Start of Text shown
So, this book was a feelscoaster of a ride! Lots of heartbreak and furious-making at social injustices, with engaging characters (good or bad).

It's a very riveting book and I can easily see it being made into a movie with how neatly done the descriptions are. I had a lovely time immersing myself in old timey Belfast and wanting to knock the lights out on so many bad guys!

I cheered on the heroes and was happy with the outcome!

c
charles jones
The Famine Witch

Intriguing historical setting filled with strong characterizations, ,horror, magic & terror. Would love to see a 2047 revisit to Belfast but not enough left unsolved for that to occur, I fear! Highly recommended read, thank you Mr. Black!

L
Laura-Lee Willert
Delight

Thank you for sending the novel to Canada, its a birthday gift for a dear Irish friend, passing the witch to the wet & watery westcoast of Canada 🇨🇦

L
Lars Hoel
A Dark Historical Fantasy to Remember

Belfast in 1847, it’s safe to say, was not a happy place. It was the worst year of The Great Famine, brought on by a potato blight that destroyed most of Ireland’s staple crop. Hordes of the starving made their way from rural areas into the city, where malnutrition and disease filled hospitals to overflowing.

To that horror, author Stephen Black adds two more: A supernatural creature known as Bloody Hands, who roams the streets of Belfast in search of young women to murder; and The Black Lady, a legendary witch bent on revenge and devastation.

For young Maggie Malone and her little brother Jinks, day-to-day survival is horror enough. With their mother dead from starvation and their father unemployed and drunk, they suffer their own hunger and poverty in a tenement slum whose rest is overdue. But Maggie, it turns out, has a trick or two up her tattered sleeve. She’ll need them, for she must rise above her circumstances, embrace a mysterious heritage, and save Belfast from the twin evils that threaten to destroy it.

All this is very much the stuff of dark historical fantasy. Readers must be prepared for an unrelenting, moody atmosphere punctuated by unpleasant onslaughts of blood and violence. There is even an appendix with a list of trigger warnings, presumably for those unfamiliar with the genre (to which list I would add ‘violence toward animals.’) Those scenes are rendered well, however, and never feel gratuitous.
End of Text shown
Start of Information shown
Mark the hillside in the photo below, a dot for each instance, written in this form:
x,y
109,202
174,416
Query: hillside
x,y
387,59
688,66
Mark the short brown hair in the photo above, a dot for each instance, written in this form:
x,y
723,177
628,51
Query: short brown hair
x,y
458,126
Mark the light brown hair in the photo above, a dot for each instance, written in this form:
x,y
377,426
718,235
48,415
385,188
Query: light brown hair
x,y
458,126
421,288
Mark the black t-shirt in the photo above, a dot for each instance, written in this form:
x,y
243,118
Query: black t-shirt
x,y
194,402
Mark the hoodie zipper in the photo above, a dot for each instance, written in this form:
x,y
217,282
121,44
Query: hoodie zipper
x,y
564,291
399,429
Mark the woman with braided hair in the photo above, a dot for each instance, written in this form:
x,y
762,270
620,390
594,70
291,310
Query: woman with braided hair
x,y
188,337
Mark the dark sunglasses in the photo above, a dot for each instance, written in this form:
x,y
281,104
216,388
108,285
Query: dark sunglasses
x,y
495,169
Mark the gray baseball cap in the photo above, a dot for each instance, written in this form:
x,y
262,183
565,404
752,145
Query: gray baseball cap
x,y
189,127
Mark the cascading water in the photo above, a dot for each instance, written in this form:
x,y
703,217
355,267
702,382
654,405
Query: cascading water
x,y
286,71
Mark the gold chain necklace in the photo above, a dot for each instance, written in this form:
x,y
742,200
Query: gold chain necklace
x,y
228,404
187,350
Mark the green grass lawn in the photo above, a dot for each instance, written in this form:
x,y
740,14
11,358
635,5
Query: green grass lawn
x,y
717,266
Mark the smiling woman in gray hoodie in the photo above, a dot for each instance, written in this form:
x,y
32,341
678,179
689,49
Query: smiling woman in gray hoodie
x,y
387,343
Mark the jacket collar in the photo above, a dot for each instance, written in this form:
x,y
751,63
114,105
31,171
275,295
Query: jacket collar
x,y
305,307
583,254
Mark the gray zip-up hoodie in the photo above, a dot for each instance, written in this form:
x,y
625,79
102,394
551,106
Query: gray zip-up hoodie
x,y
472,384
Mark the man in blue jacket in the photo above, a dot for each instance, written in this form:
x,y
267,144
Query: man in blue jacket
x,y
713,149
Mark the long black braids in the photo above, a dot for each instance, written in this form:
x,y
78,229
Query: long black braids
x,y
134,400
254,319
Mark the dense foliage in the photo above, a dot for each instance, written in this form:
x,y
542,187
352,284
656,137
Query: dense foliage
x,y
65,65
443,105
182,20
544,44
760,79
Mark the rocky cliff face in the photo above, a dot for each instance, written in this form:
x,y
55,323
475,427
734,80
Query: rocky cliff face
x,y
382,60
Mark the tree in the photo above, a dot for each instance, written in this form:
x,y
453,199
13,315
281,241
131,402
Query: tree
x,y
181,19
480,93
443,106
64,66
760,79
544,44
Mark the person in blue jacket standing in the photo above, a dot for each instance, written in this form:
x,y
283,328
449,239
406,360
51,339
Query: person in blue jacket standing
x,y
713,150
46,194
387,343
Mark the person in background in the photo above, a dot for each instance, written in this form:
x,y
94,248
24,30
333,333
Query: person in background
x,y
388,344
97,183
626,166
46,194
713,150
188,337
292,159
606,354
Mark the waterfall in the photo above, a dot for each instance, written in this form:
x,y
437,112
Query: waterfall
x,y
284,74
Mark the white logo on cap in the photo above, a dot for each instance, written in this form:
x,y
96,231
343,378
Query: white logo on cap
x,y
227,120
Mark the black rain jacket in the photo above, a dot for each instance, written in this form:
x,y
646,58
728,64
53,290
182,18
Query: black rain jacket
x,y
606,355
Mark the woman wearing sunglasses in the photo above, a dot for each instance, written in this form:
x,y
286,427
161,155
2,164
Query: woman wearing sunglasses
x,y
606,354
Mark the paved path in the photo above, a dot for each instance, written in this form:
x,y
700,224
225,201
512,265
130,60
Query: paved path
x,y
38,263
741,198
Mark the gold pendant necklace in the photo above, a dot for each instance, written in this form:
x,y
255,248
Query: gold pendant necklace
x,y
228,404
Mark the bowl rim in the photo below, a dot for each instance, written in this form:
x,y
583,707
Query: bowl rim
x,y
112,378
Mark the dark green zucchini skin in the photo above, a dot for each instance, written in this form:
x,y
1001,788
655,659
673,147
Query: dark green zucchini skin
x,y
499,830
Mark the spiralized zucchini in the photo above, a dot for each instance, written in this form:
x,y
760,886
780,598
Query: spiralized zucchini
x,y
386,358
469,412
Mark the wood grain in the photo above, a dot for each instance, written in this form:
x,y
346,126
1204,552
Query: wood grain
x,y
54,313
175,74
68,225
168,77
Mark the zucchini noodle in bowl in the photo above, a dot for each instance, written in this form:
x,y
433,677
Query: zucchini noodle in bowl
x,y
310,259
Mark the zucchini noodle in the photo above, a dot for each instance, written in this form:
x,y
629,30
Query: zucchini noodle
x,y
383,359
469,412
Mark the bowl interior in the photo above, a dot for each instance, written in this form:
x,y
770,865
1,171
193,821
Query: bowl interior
End of Information shown
Work request 1 >> According to the book reviews, what brought on The Great Famine?
Work request 2 >> In the book reviews, why does one reviewer fear there will be no 2047 revisit to Belfast?
Work request 3 >> Set down the portion of the book reviews that begins at the words "So, this book" and stops after "you Mr. Black!".

Output 1 >> A potato blight that destroyed most of Ireland's staple crop brought it on.

Output 2 >> The reviewer fears a 2047 revisit is unlikely because not enough is left unsolved at the end of the story for one to occur.

Output 3 >>
So, this book was a feelscoaster of a ride! Lots of heartbreak and furious-making at social injustices, with engaging characters (good or bad).

It's a very riveting book and I can easily see it being made into a movie with how neatly done the descriptions are. I had a lovely time immersing myself in old timey Belfast and wanting to knock the lights out on so many bad guys!

I cheered on the heroes and was happy with the outcome!

c
charles jones
The Famine Witch

Intriguing historical setting filled with strong characterizations, ,horror, magic & terror. Would love to see a 2047 revisit to Belfast but not enough left unsolved for that to occur, I fear! Highly recommended read, thank you Mr. Black!